TASK MATERIAL -
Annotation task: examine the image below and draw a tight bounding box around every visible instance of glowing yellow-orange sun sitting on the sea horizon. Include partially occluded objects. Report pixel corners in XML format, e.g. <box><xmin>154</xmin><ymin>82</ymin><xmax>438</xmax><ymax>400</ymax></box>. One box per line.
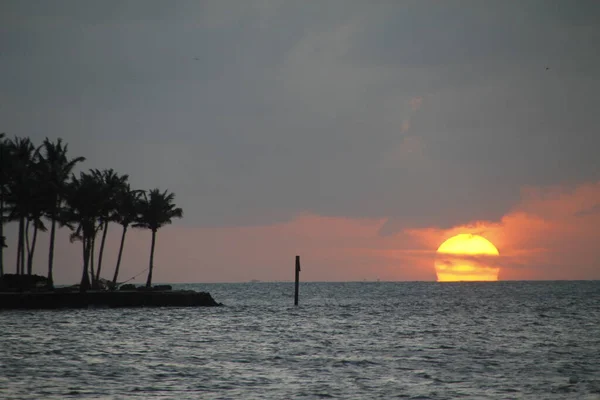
<box><xmin>435</xmin><ymin>233</ymin><xmax>500</xmax><ymax>282</ymax></box>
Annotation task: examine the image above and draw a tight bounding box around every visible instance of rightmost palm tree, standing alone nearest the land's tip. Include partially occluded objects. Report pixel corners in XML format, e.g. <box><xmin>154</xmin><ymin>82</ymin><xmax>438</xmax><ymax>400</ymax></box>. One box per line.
<box><xmin>134</xmin><ymin>189</ymin><xmax>183</xmax><ymax>288</ymax></box>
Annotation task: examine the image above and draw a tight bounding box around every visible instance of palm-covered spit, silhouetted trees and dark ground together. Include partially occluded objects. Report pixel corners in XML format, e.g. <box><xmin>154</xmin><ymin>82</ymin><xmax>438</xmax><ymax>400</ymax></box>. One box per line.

WHAT YOU HAVE TO DO -
The answer should be the exact lines running from the line containing "instance of rightmost" to the last line of the entries, with nothing else.

SOLUTION TO THE EXERCISE -
Annotation task: examine the image above and draw a tight bounding box around every visible instance of rightmost palm tree, standing alone nearest the land's tip. Include partially occluded objects. Report pixel corners in XML format, e.g. <box><xmin>154</xmin><ymin>82</ymin><xmax>438</xmax><ymax>400</ymax></box>. One box per line.
<box><xmin>134</xmin><ymin>189</ymin><xmax>183</xmax><ymax>288</ymax></box>
Annotation task: examine the image above and draw a tight bounding box around every visible instance of palm-covered spit, silhouetted trees and dark ground together. Include partially occluded objects. Report pixel corners in XML format, e.g. <box><xmin>154</xmin><ymin>82</ymin><xmax>438</xmax><ymax>400</ymax></box>. One box per line.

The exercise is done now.